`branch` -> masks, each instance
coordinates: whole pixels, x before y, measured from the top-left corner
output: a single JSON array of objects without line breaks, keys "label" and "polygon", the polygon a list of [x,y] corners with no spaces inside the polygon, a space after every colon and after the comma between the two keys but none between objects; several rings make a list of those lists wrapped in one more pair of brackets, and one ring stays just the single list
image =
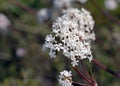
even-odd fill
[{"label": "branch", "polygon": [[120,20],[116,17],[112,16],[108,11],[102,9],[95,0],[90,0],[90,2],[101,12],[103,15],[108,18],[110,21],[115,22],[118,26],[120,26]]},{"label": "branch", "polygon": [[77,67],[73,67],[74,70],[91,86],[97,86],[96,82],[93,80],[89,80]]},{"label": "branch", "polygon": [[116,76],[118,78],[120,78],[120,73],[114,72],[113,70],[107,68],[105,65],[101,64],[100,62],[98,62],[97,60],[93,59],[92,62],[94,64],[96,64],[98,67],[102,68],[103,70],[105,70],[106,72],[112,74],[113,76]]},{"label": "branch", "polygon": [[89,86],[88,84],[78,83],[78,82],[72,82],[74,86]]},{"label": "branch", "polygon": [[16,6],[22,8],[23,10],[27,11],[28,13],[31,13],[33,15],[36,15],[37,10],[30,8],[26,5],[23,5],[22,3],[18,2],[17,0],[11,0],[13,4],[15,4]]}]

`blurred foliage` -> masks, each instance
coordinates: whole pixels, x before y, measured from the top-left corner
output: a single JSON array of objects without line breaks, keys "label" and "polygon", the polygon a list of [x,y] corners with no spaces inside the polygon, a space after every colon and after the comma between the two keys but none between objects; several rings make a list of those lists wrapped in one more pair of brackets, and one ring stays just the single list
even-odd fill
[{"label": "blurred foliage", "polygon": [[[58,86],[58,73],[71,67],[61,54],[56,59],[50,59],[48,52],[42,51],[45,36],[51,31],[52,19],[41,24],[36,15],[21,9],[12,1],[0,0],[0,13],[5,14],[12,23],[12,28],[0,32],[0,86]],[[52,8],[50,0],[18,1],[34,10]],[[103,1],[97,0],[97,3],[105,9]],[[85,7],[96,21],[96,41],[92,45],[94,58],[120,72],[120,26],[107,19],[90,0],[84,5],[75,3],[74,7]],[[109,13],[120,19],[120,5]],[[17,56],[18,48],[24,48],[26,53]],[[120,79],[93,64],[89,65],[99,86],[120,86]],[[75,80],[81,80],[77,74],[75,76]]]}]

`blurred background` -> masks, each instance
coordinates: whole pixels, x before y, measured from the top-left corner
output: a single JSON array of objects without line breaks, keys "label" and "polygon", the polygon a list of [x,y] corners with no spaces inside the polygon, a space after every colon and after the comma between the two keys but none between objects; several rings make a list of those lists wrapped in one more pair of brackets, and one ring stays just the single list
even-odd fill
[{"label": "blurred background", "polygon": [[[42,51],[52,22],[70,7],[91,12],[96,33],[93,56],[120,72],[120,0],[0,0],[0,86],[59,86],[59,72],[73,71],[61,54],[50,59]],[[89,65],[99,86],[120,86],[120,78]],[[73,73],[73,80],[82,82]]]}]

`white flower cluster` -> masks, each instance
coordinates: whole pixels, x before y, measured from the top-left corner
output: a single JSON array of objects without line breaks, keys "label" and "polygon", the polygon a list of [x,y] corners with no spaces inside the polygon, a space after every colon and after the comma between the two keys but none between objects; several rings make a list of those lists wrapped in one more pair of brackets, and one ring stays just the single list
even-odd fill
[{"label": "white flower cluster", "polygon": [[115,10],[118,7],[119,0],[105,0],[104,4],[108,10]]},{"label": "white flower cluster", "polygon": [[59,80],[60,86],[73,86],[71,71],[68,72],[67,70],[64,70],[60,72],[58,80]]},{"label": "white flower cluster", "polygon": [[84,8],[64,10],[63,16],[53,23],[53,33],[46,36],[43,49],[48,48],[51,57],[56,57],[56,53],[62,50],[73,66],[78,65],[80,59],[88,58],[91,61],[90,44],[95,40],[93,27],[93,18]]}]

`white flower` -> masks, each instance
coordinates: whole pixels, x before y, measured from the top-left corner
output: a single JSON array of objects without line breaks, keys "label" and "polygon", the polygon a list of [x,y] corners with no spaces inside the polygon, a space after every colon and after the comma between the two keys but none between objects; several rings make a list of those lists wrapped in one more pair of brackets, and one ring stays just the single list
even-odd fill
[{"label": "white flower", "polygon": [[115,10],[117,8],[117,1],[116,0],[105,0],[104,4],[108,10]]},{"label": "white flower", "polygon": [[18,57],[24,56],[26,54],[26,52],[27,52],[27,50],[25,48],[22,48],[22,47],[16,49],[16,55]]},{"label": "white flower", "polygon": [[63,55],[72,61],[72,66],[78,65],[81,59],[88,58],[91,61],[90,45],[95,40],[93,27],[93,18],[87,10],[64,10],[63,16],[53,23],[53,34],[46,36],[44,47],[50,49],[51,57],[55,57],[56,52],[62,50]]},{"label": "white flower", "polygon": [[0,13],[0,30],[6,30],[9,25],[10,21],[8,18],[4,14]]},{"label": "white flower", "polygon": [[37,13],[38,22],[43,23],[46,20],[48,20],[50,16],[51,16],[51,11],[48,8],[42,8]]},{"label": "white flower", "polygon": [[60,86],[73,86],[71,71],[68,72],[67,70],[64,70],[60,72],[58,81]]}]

§ **What is asked**: The data should be printed again unchanged; leave its pictures out.

§ **Written answer**:
`branch` -> masks, each instance
coordinates: whole pixels, x before y, measured from the top-left corner
output: a single JSON array of objects without line breaks, keys "label" and "polygon", the polygon a list of [x,y] corners with no spaces inside the polygon, a space after every colon and after the comma between the two keys but none between objects; several rings make a list of those lists wrapped in one more pair of brackets, and one ring stays just the single list
image =
even-odd fill
[{"label": "branch", "polygon": [[120,20],[116,17],[112,16],[108,11],[102,9],[95,0],[90,0],[90,2],[101,12],[103,15],[108,18],[110,21],[115,22],[118,26],[120,26]]},{"label": "branch", "polygon": [[77,67],[73,67],[74,70],[91,86],[97,86],[96,82],[93,80],[89,80]]},{"label": "branch", "polygon": [[116,76],[118,78],[120,78],[120,73],[114,72],[113,70],[107,68],[105,65],[101,64],[100,62],[98,62],[97,60],[93,59],[92,62],[94,64],[96,64],[98,67],[102,68],[103,70],[105,70],[106,72],[112,74],[113,76]]},{"label": "branch", "polygon": [[89,86],[88,84],[78,83],[78,82],[72,82],[74,86]]},{"label": "branch", "polygon": [[16,6],[22,8],[23,10],[27,11],[28,13],[31,13],[33,15],[36,15],[37,10],[30,8],[26,5],[23,5],[22,3],[18,2],[17,0],[11,0],[13,4],[15,4]]}]

`blurred foliage` -> masks, each instance
coordinates: whole pixels, x before y, measured from the top-left corner
output: a single JSON array of objects without line breaks, keys "label" and "polygon", the polygon a list of [x,y] corners with no spaces inside the polygon, a space after every colon and after the comma between the two keys but none between objects; several rings make a list of those lists wrapped in one more pair of brackets, and one ring stays just the single list
even-odd fill
[{"label": "blurred foliage", "polygon": [[[58,86],[58,73],[71,67],[61,54],[56,59],[50,59],[48,52],[42,51],[45,36],[51,31],[52,19],[41,24],[36,15],[21,9],[12,1],[0,0],[0,13],[5,14],[12,23],[12,28],[0,32],[0,86]],[[52,8],[50,0],[18,1],[34,10]],[[103,1],[97,0],[97,3],[105,9]],[[85,7],[96,21],[96,41],[92,45],[94,58],[120,72],[120,26],[107,19],[90,0],[84,5],[75,3],[74,7]],[[109,13],[120,19],[120,5]],[[17,56],[18,48],[24,48],[26,53]],[[120,79],[93,64],[89,65],[99,86],[120,86]],[[75,80],[81,80],[77,74],[75,76]]]}]

`blurred background` -> masks, each instance
coordinates: whole pixels, x before y, measured from the top-left corner
output: a single JSON array of objects without line breaks, keys "label" and "polygon", the polygon a list of [x,y] corners with no spaces inside the polygon, a space after every colon and after the comma between the two keys but none between objects; several rings make a list of those lists wrapped in one more pair of brackets, and one ring stays just the single list
even-odd fill
[{"label": "blurred background", "polygon": [[[42,51],[52,22],[70,7],[91,12],[96,33],[93,56],[120,72],[120,0],[0,0],[0,86],[59,86],[59,72],[73,71],[61,54],[50,59]],[[89,65],[99,86],[120,86],[120,78]],[[73,73],[73,80],[82,82]]]}]

`white flower cluster` -> masks, each instance
coordinates: whole pixels, x before y, measured from the top-left corner
output: a single JSON array of objects without line breaks, keys "label" and "polygon", the polygon a list of [x,y] corners with no spaces inside the polygon, a space after every colon and after the comma between the two keys but none between objects; several rings make a list of those lists wrapped in one more pair of brackets, and one ring stays just the single list
even-odd fill
[{"label": "white flower cluster", "polygon": [[115,10],[118,7],[119,0],[105,0],[104,4],[108,10]]},{"label": "white flower cluster", "polygon": [[59,80],[60,86],[73,86],[71,71],[68,72],[67,70],[64,70],[60,72],[58,80]]},{"label": "white flower cluster", "polygon": [[84,8],[64,10],[63,16],[53,23],[53,33],[46,36],[43,49],[48,48],[51,57],[56,57],[56,53],[62,50],[73,66],[78,65],[80,59],[88,58],[91,61],[90,44],[95,40],[93,27],[93,18]]}]

`white flower` -> masks, each instance
coordinates: whole pixels, x before y, measured from the top-left corner
output: a single JSON array of objects without line breaks, keys "label" and "polygon", the polygon a list of [x,y] corners with no spaces inside the polygon, a space after every colon and after the comma between the two keys but none between objects; several rings make a list of those lists wrapped in one more pair of brackets, and one ring stays just the single list
even-odd fill
[{"label": "white flower", "polygon": [[115,10],[117,8],[117,1],[116,0],[105,0],[104,4],[108,10]]},{"label": "white flower", "polygon": [[18,57],[24,56],[26,54],[26,52],[27,52],[27,50],[25,48],[22,48],[22,47],[16,49],[16,55]]},{"label": "white flower", "polygon": [[63,55],[72,61],[72,66],[78,65],[81,59],[88,58],[91,61],[90,45],[95,40],[93,27],[93,18],[87,10],[64,10],[63,16],[53,23],[53,34],[46,36],[44,47],[50,49],[51,57],[55,57],[56,52],[62,50]]},{"label": "white flower", "polygon": [[0,13],[0,30],[6,30],[9,25],[10,21],[8,18],[4,14]]},{"label": "white flower", "polygon": [[37,13],[38,22],[43,23],[46,20],[48,20],[50,16],[51,16],[51,11],[48,8],[42,8]]},{"label": "white flower", "polygon": [[60,86],[73,86],[71,71],[68,72],[67,70],[64,70],[60,72],[58,81]]}]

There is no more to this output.